STATED EXERCISE: The records below are to be repeated in full, exactly as they are.

┄┄┄┄┄┄┄┄┄┄┄┄┄┄┄┄┄┄┄┄

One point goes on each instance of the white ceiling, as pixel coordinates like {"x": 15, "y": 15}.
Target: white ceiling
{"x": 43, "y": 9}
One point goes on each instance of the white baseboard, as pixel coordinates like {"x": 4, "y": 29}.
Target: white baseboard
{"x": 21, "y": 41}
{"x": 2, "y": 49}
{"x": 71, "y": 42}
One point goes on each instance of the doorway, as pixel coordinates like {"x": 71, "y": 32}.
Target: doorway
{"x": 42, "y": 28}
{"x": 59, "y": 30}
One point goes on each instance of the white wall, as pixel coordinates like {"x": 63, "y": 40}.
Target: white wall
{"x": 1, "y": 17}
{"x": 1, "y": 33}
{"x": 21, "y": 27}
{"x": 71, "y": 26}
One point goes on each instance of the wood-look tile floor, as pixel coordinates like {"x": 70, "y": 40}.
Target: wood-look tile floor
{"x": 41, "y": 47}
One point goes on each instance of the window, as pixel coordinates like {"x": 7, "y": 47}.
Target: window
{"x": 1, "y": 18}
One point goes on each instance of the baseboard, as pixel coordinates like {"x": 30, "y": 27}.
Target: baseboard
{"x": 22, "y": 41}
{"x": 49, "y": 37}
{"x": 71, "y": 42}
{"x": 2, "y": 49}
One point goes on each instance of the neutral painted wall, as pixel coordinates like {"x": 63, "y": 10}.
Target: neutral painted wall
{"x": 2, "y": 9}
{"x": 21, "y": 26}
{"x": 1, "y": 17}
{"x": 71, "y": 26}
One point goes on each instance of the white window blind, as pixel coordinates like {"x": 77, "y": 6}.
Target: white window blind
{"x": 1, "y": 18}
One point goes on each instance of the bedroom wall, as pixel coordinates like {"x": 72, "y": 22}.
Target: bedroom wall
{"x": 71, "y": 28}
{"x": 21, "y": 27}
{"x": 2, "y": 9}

┄┄┄┄┄┄┄┄┄┄┄┄┄┄┄┄┄┄┄┄

EXERCISE OUTPUT:
One point goes on each instance of the white ceiling, as pixel coordinates like {"x": 15, "y": 15}.
Target: white ceiling
{"x": 43, "y": 9}
One point goes on each instance of the white baseboard, as pixel coordinates like {"x": 4, "y": 29}.
Target: white baseboard
{"x": 21, "y": 41}
{"x": 2, "y": 49}
{"x": 71, "y": 42}
One point goes on each instance of the doorway, as pixel coordinates like {"x": 71, "y": 32}.
Target: doorway
{"x": 42, "y": 28}
{"x": 59, "y": 30}
One point goes on each instance of the white wall, as pixel coordinates like {"x": 63, "y": 40}.
Target: white wall
{"x": 1, "y": 17}
{"x": 1, "y": 33}
{"x": 21, "y": 27}
{"x": 71, "y": 26}
One point goes on each instance of the wood-look tile floor, as pixel coordinates like {"x": 70, "y": 40}.
Target: wood-look tile floor
{"x": 41, "y": 47}
One point goes on each instance of the window, as pixel coordinates like {"x": 7, "y": 47}.
Target: window
{"x": 1, "y": 18}
One point goes on each instance of the baseboard, as pixel coordinates like {"x": 30, "y": 27}.
Target: baseboard
{"x": 22, "y": 41}
{"x": 49, "y": 37}
{"x": 71, "y": 42}
{"x": 2, "y": 49}
One point goes on each instance of the neutral painted wall, as pixel coordinates like {"x": 63, "y": 10}.
Target: neutral painted wall
{"x": 2, "y": 9}
{"x": 21, "y": 26}
{"x": 1, "y": 17}
{"x": 71, "y": 26}
One point goes on each instance of the white window blind, as pixel coordinates like {"x": 77, "y": 6}.
Target: white window blind
{"x": 1, "y": 18}
One point goes on each instance of the bedroom wall, as pixel coordinates like {"x": 72, "y": 22}.
Target: bedroom wall
{"x": 71, "y": 28}
{"x": 21, "y": 27}
{"x": 2, "y": 9}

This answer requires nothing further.